INSTRUCTIONS TO FOLLOW: Render every line of the records below as a Markdown table, skipping any blank lines. Use two columns: Row for the row number and Line for the line itself.

╭─ PROVIDED RECORDS

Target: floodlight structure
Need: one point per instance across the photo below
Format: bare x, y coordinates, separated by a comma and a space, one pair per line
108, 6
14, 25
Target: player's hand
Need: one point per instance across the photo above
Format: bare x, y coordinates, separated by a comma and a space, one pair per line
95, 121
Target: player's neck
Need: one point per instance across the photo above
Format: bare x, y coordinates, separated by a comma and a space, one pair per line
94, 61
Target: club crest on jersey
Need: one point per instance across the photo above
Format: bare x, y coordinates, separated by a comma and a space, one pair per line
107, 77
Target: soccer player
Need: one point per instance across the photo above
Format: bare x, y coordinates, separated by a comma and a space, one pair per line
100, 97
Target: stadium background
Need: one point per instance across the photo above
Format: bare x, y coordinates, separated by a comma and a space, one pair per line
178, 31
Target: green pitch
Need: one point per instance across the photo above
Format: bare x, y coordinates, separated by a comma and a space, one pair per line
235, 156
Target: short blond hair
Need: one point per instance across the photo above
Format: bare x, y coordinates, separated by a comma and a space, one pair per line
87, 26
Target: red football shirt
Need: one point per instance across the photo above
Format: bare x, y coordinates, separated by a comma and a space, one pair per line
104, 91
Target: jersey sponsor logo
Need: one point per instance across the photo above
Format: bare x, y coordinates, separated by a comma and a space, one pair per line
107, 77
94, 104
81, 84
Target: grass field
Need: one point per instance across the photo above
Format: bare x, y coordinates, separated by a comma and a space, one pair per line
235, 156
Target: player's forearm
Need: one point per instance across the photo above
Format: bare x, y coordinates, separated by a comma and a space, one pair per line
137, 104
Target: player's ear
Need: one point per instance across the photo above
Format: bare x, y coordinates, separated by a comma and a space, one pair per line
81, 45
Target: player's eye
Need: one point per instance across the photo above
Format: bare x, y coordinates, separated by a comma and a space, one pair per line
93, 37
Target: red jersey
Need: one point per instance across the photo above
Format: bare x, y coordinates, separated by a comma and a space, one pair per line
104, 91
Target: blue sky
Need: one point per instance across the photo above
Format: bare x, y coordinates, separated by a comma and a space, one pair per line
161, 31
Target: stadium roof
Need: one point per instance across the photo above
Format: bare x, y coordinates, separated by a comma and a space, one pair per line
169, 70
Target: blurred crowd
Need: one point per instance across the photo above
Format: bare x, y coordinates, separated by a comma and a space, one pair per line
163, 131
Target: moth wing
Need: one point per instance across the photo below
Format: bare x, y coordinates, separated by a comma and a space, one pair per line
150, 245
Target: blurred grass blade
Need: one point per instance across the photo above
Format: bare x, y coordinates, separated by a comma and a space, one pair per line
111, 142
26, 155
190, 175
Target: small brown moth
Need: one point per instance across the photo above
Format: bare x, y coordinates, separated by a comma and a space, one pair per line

╰─

THE COMPLETED TASK:
| Row | Line |
|---|---|
| 1 | Target: floodlight structure |
| 2 | Need: one point per instance across the photo below |
| 3 | Format: bare x, y coordinates, separated by a comma and a space, one pair per line |
| 4 | 108, 6 |
| 5 | 14, 25 |
| 6 | Target: player's hand |
| 7 | Need: one point per instance across the photo above |
| 8 | Format: bare x, y coordinates, separated by a comma and a space, one pair per line |
| 9 | 95, 121 |
| 10 | Target: player's neck |
| 11 | Need: one point per instance across the photo above |
| 12 | Format: bare x, y coordinates, separated by a comma and a space, one pair per line |
| 13 | 94, 61 |
| 14 | Target: club crest on jersey |
| 15 | Need: one point per instance across the photo above |
| 16 | Format: bare x, y coordinates, separated by a comma and a space, one pair per line |
| 17 | 107, 77 |
| 18 | Target: soccer player |
| 19 | Need: one point per instance across the photo above |
| 20 | Format: bare x, y coordinates, separated by a comma and a space, one pair per line |
| 21 | 100, 97 |
| 22 | Target: stadium background |
| 23 | Need: one point per instance across the photo above |
| 24 | Format: bare x, y coordinates, separated by a comma and a space, one pair per line |
| 25 | 178, 31 |
| 26 | Target: green pitch |
| 27 | Need: one point per instance across the photo above |
| 28 | Format: bare x, y coordinates, separated by a comma and a space, one pair per line |
| 29 | 235, 156 |
| 30 | Target: short blond hair |
| 31 | Need: one point per instance across the photo above |
| 32 | Format: bare x, y coordinates, separated by a comma and a space, one pair per line |
| 33 | 87, 26 |
| 34 | Target: red football shirt |
| 35 | Need: one point per instance across the photo above |
| 36 | Format: bare x, y coordinates, separated by a comma and a space, one pair per line |
| 37 | 104, 91 |
| 38 | Target: jersey sponsor logo |
| 39 | Need: one point per instance across the photo above |
| 40 | Format: bare x, y coordinates, separated by a comma and a space, one pair per line |
| 41 | 107, 77 |
| 42 | 94, 104 |
| 43 | 81, 84 |
| 44 | Target: grass field |
| 45 | Need: one point per instance across the photo above |
| 46 | Format: bare x, y coordinates, separated by a comma and a space, one pair per line |
| 47 | 235, 156 |
| 48 | Target: player's forearm |
| 49 | Need: one point per instance across the photo above |
| 50 | Format: bare x, y coordinates, separated by a comma and a space, one pair per line |
| 51 | 137, 104 |
| 52 | Target: player's ear |
| 53 | Need: one point per instance across the photo above |
| 54 | Format: bare x, y coordinates, separated by a comma and a space, one pair per line |
| 55 | 81, 45 |
| 56 | Target: player's eye |
| 57 | Need: one point per instance across the photo above |
| 58 | Format: bare x, y coordinates, separated by a comma and a space, one pair per line |
| 59 | 93, 37 |
| 60 | Target: red jersey |
| 61 | Need: one point per instance across the photo above |
| 62 | Format: bare x, y coordinates, separated by a comma and a space, one pair per line |
| 63 | 104, 91 |
| 64 | Target: blue sky |
| 65 | Need: one point per instance across the photo above |
| 66 | Format: bare x, y coordinates, separated by a comma and a space, one pair per line |
| 67 | 161, 31 |
| 68 | Target: stadium roof |
| 69 | Need: one point per instance across the photo above |
| 70 | Format: bare x, y coordinates, separated by a comma and a space, one pair per line |
| 71 | 169, 70 |
| 72 | Target: blurred crowd |
| 73 | Need: one point per instance across the photo above |
| 74 | Format: bare x, y coordinates, separated by a comma and a space, one pair per line |
| 75 | 163, 131 |
| 76 | Target: moth wing |
| 77 | Need: one point per instance across the photo below |
| 78 | Format: bare x, y coordinates, separated by a comma and a space, one pair per line |
| 79 | 150, 245 |
| 80 | Target: blurred grass blade |
| 81 | Need: one point per instance across the photo above |
| 82 | Format: bare x, y coordinates, separated by a comma and a space, one pair per line |
| 83 | 111, 142 |
| 84 | 26, 155 |
| 85 | 190, 175 |
| 86 | Target: small brown moth |
| 87 | Need: one point per instance across the photo above |
| 88 | Format: bare x, y coordinates, separated by a comma and a space, one pair per line |